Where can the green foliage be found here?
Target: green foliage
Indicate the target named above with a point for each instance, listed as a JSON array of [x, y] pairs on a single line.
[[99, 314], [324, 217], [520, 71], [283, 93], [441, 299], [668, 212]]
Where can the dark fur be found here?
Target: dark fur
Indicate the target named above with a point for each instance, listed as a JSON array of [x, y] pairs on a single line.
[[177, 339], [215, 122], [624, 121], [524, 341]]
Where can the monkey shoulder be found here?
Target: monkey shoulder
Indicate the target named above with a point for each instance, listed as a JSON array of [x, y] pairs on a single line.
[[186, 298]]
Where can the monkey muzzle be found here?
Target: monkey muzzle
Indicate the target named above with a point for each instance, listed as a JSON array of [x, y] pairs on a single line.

**Problem details**
Copy all of the records above word for word, with nothing left out or changed.

**Solution for this task**
Where can the green foliage be found here?
Target: green foliage
Indicate the target named above with a point for each instance, listed as a JSON array of [x, y] pairs on a single line.
[[99, 314], [324, 217], [520, 71], [283, 93], [441, 299], [668, 212]]
Where can the dark fur be found here?
Target: dark fur
Indicate the target named above with a point for each instance, listed as a JSON array of [x, y] pairs on a single line.
[[177, 339], [215, 122], [624, 121], [524, 341]]
Where can the monkey shoulder be found here?
Target: monkey shoulder
Indicate the target named above with a point for each instance, listed as a JSON array of [x, y] pairs on a single line.
[[186, 298]]
Where can the monkey muzzle be found here?
Target: monkey muzzle
Indicate the target named above with a point for each instance, listed as a JSON array of [x, y] pairs on a single line.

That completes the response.